Natural-language object grounding data
▬▬▬▬▬▬
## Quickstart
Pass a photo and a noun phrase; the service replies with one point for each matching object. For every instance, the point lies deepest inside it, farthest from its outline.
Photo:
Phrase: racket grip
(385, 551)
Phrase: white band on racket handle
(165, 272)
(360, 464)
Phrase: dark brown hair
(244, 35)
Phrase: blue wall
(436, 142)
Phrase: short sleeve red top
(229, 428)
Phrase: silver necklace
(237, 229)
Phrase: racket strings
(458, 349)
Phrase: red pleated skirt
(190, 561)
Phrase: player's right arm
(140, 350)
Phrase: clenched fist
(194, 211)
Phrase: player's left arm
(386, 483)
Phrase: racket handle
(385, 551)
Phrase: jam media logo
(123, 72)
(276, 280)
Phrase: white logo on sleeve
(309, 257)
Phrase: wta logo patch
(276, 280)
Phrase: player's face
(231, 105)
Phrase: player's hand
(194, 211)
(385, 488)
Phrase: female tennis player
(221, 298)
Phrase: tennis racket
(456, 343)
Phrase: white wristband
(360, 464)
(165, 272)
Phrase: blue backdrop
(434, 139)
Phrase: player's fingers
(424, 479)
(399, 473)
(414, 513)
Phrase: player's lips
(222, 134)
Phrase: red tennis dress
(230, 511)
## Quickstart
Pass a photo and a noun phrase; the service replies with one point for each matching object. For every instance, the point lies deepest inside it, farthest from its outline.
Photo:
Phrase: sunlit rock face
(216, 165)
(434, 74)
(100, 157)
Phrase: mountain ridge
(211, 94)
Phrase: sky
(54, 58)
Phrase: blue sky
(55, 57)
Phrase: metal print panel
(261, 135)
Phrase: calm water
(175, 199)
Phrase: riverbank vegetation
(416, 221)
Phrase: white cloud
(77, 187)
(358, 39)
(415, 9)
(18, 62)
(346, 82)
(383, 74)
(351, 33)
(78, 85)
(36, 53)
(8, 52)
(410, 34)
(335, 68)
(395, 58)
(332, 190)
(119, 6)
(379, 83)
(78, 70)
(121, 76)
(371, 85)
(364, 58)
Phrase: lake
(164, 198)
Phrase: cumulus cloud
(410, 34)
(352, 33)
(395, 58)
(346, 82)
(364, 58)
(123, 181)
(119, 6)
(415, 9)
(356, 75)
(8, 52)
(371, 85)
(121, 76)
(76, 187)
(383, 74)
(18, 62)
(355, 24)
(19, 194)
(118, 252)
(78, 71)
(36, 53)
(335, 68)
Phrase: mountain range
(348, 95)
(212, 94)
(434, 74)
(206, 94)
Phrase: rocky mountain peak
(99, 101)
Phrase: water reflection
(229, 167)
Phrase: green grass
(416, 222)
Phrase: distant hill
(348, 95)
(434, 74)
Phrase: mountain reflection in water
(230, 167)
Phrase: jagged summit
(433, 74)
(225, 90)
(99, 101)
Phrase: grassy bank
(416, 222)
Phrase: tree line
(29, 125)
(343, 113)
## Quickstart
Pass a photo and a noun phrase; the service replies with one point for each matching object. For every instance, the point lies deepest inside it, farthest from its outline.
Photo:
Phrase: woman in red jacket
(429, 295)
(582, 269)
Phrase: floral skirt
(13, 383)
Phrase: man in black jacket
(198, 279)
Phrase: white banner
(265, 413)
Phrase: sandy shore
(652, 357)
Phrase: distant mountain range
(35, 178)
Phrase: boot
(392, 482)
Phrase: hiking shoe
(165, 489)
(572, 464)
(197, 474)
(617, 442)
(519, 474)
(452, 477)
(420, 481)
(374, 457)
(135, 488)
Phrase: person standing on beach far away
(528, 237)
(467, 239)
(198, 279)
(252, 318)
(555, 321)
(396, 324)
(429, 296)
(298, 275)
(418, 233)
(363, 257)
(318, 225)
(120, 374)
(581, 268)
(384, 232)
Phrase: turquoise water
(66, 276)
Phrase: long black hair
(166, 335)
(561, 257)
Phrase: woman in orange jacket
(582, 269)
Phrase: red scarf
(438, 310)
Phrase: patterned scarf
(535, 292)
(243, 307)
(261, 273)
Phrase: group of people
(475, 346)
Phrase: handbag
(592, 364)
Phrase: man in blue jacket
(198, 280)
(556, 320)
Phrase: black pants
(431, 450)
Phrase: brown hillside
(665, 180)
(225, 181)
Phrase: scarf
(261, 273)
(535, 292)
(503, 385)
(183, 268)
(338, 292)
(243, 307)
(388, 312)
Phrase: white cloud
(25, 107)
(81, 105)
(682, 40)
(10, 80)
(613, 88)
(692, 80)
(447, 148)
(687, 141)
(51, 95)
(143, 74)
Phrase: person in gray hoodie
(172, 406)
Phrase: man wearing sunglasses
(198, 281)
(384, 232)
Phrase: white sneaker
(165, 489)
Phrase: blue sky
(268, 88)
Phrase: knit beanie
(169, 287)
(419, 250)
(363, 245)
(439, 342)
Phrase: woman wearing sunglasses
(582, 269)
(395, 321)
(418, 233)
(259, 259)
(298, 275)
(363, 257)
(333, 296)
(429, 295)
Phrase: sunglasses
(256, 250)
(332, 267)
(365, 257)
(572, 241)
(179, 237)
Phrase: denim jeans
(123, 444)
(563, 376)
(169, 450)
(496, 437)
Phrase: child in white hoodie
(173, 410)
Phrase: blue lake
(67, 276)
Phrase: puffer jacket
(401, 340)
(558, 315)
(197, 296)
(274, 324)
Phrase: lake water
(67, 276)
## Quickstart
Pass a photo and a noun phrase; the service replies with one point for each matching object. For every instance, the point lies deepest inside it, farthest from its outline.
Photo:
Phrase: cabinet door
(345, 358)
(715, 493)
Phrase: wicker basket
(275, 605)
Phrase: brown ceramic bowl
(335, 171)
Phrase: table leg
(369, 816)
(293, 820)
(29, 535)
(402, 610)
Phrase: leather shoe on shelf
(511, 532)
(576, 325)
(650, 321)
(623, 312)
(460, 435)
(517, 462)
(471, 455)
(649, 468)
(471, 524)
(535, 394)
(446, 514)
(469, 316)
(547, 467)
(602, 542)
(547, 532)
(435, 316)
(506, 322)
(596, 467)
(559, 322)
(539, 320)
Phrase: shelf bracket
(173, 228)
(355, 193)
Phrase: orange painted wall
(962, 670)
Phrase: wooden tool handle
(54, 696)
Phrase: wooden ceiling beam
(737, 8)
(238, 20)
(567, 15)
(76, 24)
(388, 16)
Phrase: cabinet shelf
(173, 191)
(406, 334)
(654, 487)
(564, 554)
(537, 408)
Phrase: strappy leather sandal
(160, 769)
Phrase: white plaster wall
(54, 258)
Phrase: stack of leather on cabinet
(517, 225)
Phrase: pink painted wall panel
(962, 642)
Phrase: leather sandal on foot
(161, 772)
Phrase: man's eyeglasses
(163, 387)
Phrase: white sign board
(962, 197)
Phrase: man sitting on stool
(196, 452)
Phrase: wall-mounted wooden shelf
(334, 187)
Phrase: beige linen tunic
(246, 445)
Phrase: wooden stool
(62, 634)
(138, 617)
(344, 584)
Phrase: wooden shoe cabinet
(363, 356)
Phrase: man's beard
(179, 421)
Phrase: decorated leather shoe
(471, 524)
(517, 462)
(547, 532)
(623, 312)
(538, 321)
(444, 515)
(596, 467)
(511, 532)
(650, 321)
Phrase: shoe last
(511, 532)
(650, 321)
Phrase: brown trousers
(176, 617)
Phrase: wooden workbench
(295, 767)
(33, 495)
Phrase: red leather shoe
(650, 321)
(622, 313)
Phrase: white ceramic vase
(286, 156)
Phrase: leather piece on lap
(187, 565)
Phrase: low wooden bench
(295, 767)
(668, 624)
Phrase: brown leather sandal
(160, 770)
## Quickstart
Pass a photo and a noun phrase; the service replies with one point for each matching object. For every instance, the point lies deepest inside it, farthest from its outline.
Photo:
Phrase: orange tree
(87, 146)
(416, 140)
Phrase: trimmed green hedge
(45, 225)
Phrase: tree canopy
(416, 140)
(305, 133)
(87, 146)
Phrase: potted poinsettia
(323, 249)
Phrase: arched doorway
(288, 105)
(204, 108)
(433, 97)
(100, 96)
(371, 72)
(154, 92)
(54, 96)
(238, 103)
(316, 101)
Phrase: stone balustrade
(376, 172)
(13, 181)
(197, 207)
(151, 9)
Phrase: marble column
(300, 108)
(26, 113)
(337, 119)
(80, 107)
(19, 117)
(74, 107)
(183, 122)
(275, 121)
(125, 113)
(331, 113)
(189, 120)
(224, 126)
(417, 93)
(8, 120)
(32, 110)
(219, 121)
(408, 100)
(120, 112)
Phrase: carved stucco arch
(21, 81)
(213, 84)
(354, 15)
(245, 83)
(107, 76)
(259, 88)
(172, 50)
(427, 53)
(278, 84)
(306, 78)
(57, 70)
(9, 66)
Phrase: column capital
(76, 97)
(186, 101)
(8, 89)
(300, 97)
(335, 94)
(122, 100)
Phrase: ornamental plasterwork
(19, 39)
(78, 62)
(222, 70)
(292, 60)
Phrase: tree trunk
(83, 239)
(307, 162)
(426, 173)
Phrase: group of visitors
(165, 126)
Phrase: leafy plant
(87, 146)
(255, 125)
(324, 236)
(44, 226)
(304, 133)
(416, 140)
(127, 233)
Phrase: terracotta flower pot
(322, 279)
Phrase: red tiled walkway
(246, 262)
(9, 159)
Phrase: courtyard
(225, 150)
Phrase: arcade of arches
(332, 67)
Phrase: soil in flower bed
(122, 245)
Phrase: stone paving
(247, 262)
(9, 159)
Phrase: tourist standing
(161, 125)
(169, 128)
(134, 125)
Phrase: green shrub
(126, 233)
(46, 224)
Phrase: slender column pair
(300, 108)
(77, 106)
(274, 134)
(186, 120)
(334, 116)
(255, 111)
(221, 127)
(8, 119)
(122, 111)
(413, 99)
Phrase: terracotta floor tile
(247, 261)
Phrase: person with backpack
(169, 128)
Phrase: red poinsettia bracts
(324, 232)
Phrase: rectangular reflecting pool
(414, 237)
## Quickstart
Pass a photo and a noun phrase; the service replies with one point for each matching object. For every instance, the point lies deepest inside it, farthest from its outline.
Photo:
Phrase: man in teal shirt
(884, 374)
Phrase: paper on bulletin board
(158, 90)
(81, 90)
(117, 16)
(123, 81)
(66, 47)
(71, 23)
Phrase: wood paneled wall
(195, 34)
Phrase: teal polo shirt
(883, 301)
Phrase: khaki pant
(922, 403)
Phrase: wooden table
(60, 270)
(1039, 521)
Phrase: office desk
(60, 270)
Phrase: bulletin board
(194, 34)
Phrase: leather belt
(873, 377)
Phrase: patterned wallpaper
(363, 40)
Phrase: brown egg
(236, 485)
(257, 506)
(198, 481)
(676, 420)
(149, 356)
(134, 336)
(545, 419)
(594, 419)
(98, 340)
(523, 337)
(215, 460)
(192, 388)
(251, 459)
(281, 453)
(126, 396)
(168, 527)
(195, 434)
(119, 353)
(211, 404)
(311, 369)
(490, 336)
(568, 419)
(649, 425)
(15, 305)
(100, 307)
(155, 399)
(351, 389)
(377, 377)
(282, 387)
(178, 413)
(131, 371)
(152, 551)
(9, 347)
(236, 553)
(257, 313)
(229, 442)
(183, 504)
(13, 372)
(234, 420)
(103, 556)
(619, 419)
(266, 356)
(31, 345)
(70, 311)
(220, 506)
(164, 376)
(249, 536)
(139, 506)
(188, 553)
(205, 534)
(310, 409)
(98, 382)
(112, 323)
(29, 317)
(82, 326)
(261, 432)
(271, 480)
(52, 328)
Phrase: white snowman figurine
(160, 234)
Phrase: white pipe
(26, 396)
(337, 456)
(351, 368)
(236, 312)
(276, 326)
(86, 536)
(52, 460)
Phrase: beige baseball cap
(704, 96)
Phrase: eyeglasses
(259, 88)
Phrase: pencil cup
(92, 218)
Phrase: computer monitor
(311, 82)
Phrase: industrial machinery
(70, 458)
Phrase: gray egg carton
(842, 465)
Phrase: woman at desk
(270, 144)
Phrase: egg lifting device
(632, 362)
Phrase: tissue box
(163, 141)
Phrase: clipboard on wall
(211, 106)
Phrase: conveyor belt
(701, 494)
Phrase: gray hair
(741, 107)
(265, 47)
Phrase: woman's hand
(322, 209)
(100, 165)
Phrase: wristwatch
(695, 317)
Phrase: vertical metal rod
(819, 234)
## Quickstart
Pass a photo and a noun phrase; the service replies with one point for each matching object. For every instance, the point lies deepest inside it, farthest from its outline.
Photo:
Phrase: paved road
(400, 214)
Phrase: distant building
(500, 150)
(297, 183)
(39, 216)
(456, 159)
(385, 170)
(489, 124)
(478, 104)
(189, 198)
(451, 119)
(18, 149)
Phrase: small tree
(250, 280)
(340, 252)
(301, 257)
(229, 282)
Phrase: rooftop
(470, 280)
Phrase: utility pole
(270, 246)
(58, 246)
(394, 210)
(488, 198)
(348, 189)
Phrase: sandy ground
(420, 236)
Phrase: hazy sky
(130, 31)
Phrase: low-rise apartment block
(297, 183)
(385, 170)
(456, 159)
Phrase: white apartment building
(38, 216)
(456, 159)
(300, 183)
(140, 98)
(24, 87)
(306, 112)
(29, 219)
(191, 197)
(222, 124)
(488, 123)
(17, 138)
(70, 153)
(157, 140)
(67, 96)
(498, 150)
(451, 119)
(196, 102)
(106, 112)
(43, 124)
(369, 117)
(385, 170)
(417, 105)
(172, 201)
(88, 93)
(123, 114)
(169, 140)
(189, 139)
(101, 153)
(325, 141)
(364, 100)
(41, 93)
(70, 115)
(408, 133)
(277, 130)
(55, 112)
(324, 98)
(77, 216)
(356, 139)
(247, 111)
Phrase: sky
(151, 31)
▬▬▬▬▬▬
§ Directions for this task
Return verbatim each line from the one that mentions "Phrase: gray egg carton" to the end of the entries, inclusive.

§ Solution to this task
Phrase: gray egg carton
(842, 465)
Phrase: woman at desk
(270, 144)
Phrase: egg lifting device
(632, 362)
Phrase: tissue box
(163, 141)
Phrase: clipboard on wall
(211, 106)
Phrase: conveyor belt
(701, 494)
Phrase: gray hair
(741, 107)
(265, 47)
Phrase: woman's hand
(322, 209)
(100, 165)
Phrase: wristwatch
(695, 317)
Phrase: vertical metal rod
(819, 234)
## Quickstart
Pass a photo and a noun phrase; the service replies with one point for each matching object. For every instance, the point lies deepest inside it, farthest from its outline.
Photo:
Phrase: paved road
(400, 214)
Phrase: distant building
(500, 150)
(297, 183)
(39, 216)
(456, 159)
(385, 170)
(489, 124)
(478, 104)
(189, 198)
(451, 119)
(18, 149)
Phrase: small tree
(250, 280)
(340, 252)
(301, 257)
(229, 282)
Phrase: rooftop
(470, 280)
Phrase: utility pole
(270, 246)
(58, 246)
(394, 210)
(488, 198)
(348, 189)
Phrase: sandy ground
(420, 236)
Phrase: hazy sky
(130, 31)
Phrase: low-rise apartment block
(297, 183)
(385, 170)
(456, 159)
Phrase: white apartment building
(38, 216)
(456, 159)
(300, 183)
(140, 98)
(24, 87)
(306, 112)
(29, 219)
(191, 197)
(222, 124)
(488, 123)
(17, 138)
(70, 153)
(157, 140)
(67, 96)
(498, 150)
(451, 119)
(196, 102)
(106, 112)
(43, 124)
(369, 117)
(385, 170)
(417, 105)
(172, 201)
(88, 93)
(123, 114)
(169, 140)
(189, 139)
(101, 153)
(325, 141)
(364, 100)
(41, 93)
(70, 115)
(408, 133)
(277, 130)
(55, 112)
(324, 98)
(77, 216)
(356, 139)
(247, 111)
Phrase: sky
(151, 31)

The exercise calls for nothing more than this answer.